Problem statement:
Determine which lines of the records include the word "ceiling", and copy them.

Given records:
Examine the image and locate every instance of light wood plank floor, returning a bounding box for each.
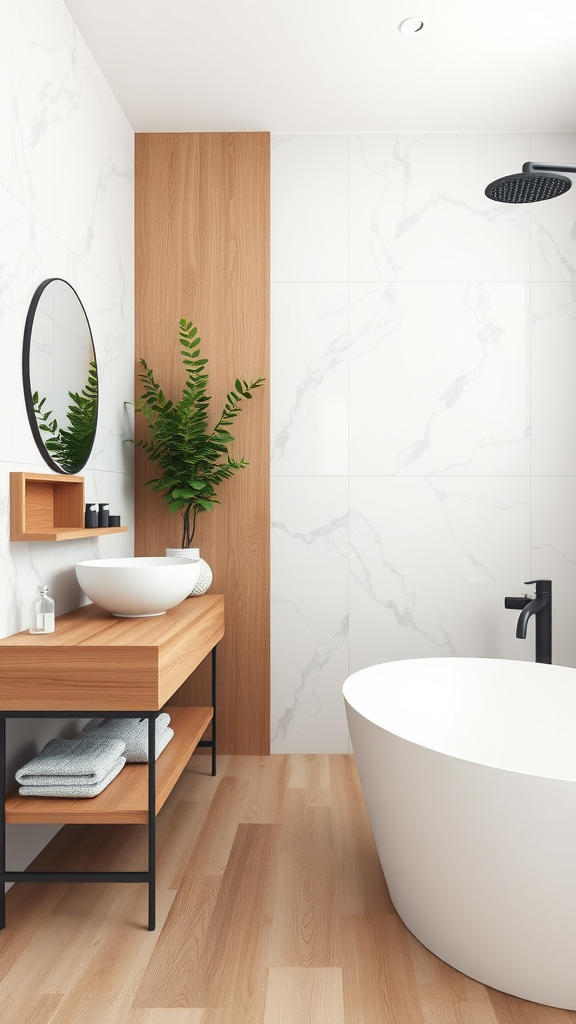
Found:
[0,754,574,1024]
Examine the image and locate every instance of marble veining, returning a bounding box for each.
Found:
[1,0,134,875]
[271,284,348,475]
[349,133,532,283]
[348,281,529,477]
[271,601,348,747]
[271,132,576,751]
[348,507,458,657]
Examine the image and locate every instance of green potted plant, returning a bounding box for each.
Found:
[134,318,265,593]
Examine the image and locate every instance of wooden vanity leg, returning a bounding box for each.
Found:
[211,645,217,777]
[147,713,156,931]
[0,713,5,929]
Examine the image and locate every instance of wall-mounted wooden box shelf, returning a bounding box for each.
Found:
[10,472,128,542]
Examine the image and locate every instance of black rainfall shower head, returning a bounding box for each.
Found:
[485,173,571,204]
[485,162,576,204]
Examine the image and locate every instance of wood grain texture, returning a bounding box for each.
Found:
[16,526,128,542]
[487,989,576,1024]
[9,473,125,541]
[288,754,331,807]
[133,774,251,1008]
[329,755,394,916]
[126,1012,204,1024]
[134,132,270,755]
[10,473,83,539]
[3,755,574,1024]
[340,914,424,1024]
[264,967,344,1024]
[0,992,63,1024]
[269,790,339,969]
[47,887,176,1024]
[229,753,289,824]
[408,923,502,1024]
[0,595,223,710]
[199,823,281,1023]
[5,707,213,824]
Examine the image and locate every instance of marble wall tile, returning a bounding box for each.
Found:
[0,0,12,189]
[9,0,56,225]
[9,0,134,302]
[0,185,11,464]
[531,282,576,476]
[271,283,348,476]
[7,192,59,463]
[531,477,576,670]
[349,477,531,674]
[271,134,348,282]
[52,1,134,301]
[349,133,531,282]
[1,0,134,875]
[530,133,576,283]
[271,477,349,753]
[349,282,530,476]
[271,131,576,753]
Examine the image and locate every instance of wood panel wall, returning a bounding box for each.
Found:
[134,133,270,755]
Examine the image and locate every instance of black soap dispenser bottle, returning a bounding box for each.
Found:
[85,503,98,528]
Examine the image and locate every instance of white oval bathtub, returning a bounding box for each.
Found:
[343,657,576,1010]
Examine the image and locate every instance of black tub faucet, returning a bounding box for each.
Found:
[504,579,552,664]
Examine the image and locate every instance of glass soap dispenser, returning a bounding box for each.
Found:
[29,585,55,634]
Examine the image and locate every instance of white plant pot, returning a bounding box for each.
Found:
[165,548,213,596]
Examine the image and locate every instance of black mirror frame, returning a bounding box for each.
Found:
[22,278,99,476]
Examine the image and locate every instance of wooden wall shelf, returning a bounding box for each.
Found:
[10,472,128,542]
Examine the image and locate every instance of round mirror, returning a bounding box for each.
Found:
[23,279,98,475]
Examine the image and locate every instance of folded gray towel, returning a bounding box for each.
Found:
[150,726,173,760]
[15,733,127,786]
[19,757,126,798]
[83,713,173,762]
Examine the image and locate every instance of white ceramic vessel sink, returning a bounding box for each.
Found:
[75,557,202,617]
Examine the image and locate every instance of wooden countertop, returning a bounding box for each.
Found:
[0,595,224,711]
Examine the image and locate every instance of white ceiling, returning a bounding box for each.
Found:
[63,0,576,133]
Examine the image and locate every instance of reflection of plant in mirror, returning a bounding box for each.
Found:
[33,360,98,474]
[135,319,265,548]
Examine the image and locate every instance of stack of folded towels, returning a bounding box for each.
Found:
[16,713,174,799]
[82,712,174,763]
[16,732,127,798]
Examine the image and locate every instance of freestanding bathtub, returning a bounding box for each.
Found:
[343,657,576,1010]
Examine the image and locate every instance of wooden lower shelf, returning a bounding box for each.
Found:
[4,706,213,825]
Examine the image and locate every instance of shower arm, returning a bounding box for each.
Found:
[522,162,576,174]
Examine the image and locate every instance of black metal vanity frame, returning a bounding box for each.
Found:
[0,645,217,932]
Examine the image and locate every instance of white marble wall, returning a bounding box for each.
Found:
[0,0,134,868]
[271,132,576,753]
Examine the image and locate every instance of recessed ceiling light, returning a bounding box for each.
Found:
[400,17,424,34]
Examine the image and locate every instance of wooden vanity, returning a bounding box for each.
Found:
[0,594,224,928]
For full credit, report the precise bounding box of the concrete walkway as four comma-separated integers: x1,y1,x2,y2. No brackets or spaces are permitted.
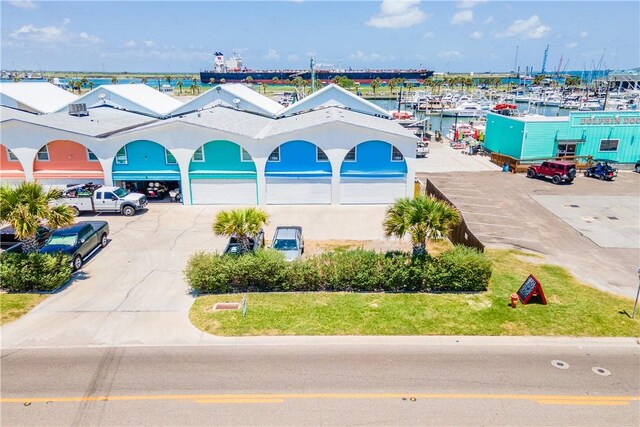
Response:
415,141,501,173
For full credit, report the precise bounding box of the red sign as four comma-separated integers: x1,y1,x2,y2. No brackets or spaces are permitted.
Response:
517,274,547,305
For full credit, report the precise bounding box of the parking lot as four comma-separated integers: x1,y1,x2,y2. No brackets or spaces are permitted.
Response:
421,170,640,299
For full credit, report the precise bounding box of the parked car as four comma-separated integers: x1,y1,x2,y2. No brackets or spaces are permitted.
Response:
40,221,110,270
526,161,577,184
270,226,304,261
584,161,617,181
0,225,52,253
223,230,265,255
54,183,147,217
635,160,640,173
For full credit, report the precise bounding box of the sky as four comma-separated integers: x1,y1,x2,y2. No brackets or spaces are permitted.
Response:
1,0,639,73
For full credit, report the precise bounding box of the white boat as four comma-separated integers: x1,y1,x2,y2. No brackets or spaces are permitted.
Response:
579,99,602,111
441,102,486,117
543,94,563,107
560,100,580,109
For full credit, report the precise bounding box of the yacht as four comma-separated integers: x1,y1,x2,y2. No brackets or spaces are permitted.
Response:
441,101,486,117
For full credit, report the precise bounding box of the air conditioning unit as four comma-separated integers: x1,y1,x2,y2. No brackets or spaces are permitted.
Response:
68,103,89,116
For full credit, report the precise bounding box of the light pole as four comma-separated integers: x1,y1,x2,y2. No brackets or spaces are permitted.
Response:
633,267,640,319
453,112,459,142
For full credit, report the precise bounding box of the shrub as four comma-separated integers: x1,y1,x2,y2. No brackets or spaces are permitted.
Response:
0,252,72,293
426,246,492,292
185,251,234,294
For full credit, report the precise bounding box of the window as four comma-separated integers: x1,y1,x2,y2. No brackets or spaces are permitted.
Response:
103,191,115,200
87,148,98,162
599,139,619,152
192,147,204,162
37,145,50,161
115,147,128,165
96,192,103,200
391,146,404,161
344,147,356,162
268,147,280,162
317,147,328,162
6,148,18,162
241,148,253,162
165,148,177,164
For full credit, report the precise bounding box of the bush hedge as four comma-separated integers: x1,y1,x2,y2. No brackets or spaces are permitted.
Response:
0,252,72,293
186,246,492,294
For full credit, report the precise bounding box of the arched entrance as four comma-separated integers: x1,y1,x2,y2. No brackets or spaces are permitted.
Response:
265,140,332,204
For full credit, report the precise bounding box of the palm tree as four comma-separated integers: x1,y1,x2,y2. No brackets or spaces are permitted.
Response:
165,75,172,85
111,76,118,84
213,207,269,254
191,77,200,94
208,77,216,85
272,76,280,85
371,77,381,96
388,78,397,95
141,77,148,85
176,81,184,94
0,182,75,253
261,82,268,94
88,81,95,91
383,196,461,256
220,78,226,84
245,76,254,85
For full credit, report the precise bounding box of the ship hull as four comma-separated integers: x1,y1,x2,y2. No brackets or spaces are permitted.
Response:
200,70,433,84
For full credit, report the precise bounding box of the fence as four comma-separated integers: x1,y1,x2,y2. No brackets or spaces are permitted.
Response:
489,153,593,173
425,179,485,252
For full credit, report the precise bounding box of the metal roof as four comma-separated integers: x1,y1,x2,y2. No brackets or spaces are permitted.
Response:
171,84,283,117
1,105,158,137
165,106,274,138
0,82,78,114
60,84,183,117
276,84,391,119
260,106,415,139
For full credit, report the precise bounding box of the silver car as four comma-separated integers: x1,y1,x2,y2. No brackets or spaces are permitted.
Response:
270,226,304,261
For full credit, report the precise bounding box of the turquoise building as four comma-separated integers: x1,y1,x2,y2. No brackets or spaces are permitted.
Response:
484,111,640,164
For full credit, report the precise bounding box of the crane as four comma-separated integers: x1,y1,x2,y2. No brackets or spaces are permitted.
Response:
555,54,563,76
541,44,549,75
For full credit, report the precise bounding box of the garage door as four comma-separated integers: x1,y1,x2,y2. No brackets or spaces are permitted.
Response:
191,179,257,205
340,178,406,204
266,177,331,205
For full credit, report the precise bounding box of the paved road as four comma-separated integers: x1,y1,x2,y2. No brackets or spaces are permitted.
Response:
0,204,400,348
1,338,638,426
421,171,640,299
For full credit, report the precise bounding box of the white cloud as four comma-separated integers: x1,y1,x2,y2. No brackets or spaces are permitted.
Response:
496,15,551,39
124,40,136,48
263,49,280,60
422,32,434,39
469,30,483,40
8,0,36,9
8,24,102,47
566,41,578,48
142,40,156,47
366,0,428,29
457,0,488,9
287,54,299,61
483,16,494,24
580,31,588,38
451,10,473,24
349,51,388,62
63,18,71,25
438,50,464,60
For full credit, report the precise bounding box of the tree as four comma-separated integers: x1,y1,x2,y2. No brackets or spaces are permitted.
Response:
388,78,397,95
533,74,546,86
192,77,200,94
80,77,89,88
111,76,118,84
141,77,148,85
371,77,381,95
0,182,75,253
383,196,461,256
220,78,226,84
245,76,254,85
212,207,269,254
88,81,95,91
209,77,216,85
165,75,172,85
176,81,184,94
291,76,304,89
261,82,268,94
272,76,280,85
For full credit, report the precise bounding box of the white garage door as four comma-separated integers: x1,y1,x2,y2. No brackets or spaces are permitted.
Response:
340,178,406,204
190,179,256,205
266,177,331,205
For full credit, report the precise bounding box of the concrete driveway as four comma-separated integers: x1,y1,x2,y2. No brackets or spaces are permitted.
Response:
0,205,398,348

Solution below:
Examine the image and locate every instance of white ceiling, returning a bounding box for each.
Examine the image and locate every instance of recessed ceiling light, returning a bounding box for each.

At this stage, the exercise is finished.